My experience as the persuasion guy on health and safety projects quickly taught me to understand as well as I could the basic science behind any intervention I served. Part of that drive to knowledge was due to my unfortunate temperament that compels a ceaseless need to think about everything. The bigger part, however, came from getting burned by zealots parading as scientists who fooled me into thinking they had a Big TACT when all they had was either a Big Heart or a Big Ego. When you work in health and safety, you need to know the difference because you can waste limited resources feeding a fool rather than Changing the World. Consider this great example of plain old science.
A team of researchers took a sample of 99 zebra finches born from randomly paired adult birds in a captive population at a research facility. These 99 birds were then tracked from hatchlings to the natural end of their lives. Along the way this team studied the impact of diet and reproduction in one experiment, then kept the birds in safe cages until all naturally died. They waited 9 years. Throughout the study period, the researchers regularly took blood samples from each bird and measured the length of telomeres. I suspect you know as much about telomeres as I do, so you’ll appreciate an expert quotation rather than Sayings from Chairman Steve.
Telomeres are highly conserved, noncoding, repetitive sequences of DNA that, together with a number of shelterin proteins, form caps at the ends of eukaryotic chromosomes, enabling chromosome ends to be distinguished from double-stranded breaks (3). In the absence of restoration, telomeres shorten during each round of normal somatic cell division because RNA polymerase cannot completely replicate the lagging strand (3, 4). The loss of DNA from the telomeric cap protects the coding sequences from attrition and also limits cell replicative potential; once telomeres reach a critically shortened length, cells stop dividing and enter a state of replicative senescence (3, 5).
Telomeres are DNA contents that play a role in aging. As cells replicate normally across the lifespan, telomeres get shorter until they lose their protective function and the cells stop working. That’s basically why after a certain age you can’t touch your toes, eat or drink like you did, or remember where you put your keys. The telomeres run out which starts a cascade of change leading to cell death. The interesting question here is just how important telomeres are to the lifespan. The zebra finch study provides insight.
There was a highly significant relationship between early life telomere length and longevity: individuals that had longer telomeres at 25 d had a significantly longer lifespan (F1, 86.11 = 16.75, P < 0.001, Fig. 3).
You can translate the F = 16.75 into an effect size and you get a Large Windowpane of nearly 20/80. Birds born with longer telomere sequences through 25 days lived a lot longer than birds with shorter sequences. It’s also interesting to note that the length difference in telomeres exists at very young ages and does not carry over across the adult life span.
Telomere length declined with age (F [5, 158.92] = 20.92, P < 0.001), with loss being most marked during the first year (Fig. 1).
I cannot compute an effect size from this test, but the magnitude is not Small. Here’s a graph to illustrate it.

==================================================

» **To do**:
A - Switch "telomeres" to "chromosome caps" while reproducing the telomere text starting at "There was a" and ending at "year (Fig. 1).".
B - According to the telomere text, how many years did the researchers wait for all the zebra finches to die naturally?
C - Using the telomere text, explain why telomeres shorten during each round of normal somatic cell division when they are not restored.
Answer using only the telomere text.

Collected data

==================================================

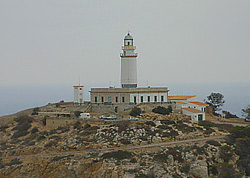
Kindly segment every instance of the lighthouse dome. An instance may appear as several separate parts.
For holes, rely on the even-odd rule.
[[[125,36],[124,40],[133,40],[133,37],[130,35],[130,33],[128,33],[128,34]]]

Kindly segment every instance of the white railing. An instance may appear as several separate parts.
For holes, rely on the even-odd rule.
[[[136,46],[122,46],[122,49],[134,50],[136,49]]]
[[[137,57],[137,53],[135,53],[135,54],[123,54],[123,53],[121,53],[120,56],[121,57]]]

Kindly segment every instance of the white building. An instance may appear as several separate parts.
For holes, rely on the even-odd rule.
[[[206,119],[203,111],[194,108],[182,108],[182,114],[191,116],[192,121],[204,121]]]
[[[133,37],[128,33],[124,38],[121,56],[121,86],[122,88],[137,87],[137,53],[135,53]]]
[[[137,53],[133,37],[124,38],[121,57],[121,88],[91,88],[91,104],[136,105],[140,103],[167,103],[167,87],[137,87]],[[115,106],[116,107],[116,106]]]
[[[84,86],[74,86],[74,103],[82,104],[83,100],[83,87]]]

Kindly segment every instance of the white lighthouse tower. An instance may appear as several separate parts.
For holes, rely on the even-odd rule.
[[[84,86],[73,86],[74,87],[74,103],[75,104],[82,104],[83,100],[83,87]]]
[[[122,88],[137,87],[137,53],[135,53],[133,37],[128,33],[124,38],[121,53],[121,85]]]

==================================================

» **Exercise results**:
A -
There was a highly significant relationship between early life telomere length and longevity: individuals that had longer chromosome caps at 25 d had a significantly longer lifespan (F1, 86.11 = 16.75, P < 0.001, Fig. 3).
You can translate the F = 16.75 into an effect size and you get a Large Windowpane of nearly 20/80. Birds born with longer telomere sequences through 25 days lived a lot longer than birds with shorter sequences. It’s also interesting to note that the length difference in chromosome caps exists at very young ages and does not carry over across the adult life span.
Telomere length declined with age (F [5, 158.92] = 20.92, P < 0.001), with loss being most marked during the first year (Fig. 1).

B - They waited 9 years.

C - Telomeres shorten because RNA polymerase cannot completely replicate the lagging strand.